* _SHORT TASK 1_:
Reproduce the article on the proposed ACE rule below in full, word for word.

**** PROVIDED TEXT ****

Rural utilities, red-state regulators cheer Trump rule

Source: Rod Kuckro, Kristi E. Swartz and Edward Klump, E&E News reporters • Posted: Thursday, August 23, 2018

Rural electric cooperatives and municipal power providers could be significant beneficiaries of EPA’s proposed Affordable Clean Energy (ACE) rule to address greenhouse gas emissions.

The proposed rule, unveiled yesterday as a replacement to the Clean Power Plan (CPP), would set guidelines for states to curb emissions through efficiency improvements at power plants (Greenwire, Aug. 21).

The ACE rule also would change a legacy EPA New Source Review permitting program, giving states the option to let power companies adopt a new benchmark to decide whether a pre-construction permit is needed for a power plant upgrade or expansion (Greenwire, Aug. 21).

Right now, utilities have to forecast how those changes would affect overall annual air emissions. The draft ACE rule would use a method tied to whether a project would lead to a higher hourly emissions rate.

That could allow some threatened coal-fired units to operate to the end of their useful economic lives.

“Certain coal plants are economic on a fuel/[operation and maintenance] basis. But they face a reinvest-or-close decision,” Travis Kavulla, a member of the Montana Public Service Commission, said in a tweet.

**** MATERIAL FOR THE TASK ****

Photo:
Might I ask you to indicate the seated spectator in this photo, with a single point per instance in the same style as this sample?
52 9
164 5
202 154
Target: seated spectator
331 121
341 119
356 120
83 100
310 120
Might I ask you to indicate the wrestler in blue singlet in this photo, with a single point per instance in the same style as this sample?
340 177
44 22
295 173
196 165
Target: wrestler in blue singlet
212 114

****
**** MATERIAL FOR THE TASK ****

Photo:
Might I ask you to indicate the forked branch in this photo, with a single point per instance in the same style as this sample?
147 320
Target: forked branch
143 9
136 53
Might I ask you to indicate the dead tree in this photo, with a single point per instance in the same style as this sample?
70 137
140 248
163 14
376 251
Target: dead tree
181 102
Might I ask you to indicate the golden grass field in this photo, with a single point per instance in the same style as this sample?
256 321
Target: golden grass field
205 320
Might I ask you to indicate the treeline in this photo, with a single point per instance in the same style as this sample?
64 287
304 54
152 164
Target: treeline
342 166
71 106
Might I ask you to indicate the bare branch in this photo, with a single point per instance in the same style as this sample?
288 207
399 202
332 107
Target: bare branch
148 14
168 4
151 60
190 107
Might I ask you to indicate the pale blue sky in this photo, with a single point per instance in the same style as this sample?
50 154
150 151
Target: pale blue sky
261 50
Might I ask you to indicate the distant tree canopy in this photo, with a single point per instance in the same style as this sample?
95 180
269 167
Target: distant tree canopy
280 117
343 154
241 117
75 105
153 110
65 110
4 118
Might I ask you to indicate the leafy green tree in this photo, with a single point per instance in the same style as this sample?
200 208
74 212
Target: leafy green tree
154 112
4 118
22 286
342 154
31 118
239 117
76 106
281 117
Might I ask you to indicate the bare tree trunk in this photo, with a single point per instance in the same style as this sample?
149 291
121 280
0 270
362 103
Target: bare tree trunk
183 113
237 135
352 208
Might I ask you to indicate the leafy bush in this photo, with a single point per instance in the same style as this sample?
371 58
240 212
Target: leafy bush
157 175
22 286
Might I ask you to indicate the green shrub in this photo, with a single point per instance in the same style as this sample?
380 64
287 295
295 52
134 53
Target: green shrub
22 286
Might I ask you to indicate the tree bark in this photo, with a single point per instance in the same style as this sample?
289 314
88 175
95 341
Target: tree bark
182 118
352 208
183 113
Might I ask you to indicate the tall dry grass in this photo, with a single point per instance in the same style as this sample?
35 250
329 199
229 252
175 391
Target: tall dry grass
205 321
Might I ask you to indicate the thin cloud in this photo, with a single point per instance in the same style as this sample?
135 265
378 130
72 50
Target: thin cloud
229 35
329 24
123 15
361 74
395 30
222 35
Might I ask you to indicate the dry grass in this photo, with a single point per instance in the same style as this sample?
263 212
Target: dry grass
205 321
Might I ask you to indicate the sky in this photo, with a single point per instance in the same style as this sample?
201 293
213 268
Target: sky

****

* _SHORT TASK 2_:
In the listing above, write out again every line from the one holding "Might I ask you to indicate the dry" through the one holding "Target: sky", both included, requests and all. Increase each coordinate in the answer points by 116.

* _FINAL ANSWER 1_:
Rural utilities, red-state regulators cheer Trump rule

Source: Rod Kuckro, Kristi E. Swartz and Edward Klump, E&E News reporters • Posted: Thursday, August 23, 2018

Rural electric cooperatives and municipal power providers could be significant beneficiaries of EPA’s proposed Affordable Clean Energy (ACE) rule to address greenhouse gas emissions.

The proposed rule, unveiled yesterday as a replacement to the Clean Power Plan (CPP), would set guidelines for states to curb emissions through efficiency improvements at power plants (Greenwire, Aug. 21).

The ACE rule also would change a legacy EPA New Source Review permitting program, giving states the option to let power companies adopt a new benchmark to decide whether a pre-construction permit is needed for a power plant upgrade or expansion (Greenwire, Aug. 21).

Right now, utilities have to forecast how those changes would affect overall annual air emissions. The draft ACE rule would use a method tied to whether a project would lead to a higher hourly emissions rate.

That could allow some threatened coal-fired units to operate to the end of their useful economic lives.

“Certain coal plants are economic on a fuel/[operation and maintenance] basis. But they face a reinvest-or-close decision,” Travis Kavulla, a member of the Montana Public Service Commission, said in a tweet.

* _FINAL ANSWER 2_:
Might I ask you to indicate the dry grass in this photo, with a single point per instance in the same style as this sample?
263 212
Target: dry grass
321 437
Might I ask you to indicate the sky in this photo, with a single point per instance in the same style as this sample?
201 293
213 268
Target: sky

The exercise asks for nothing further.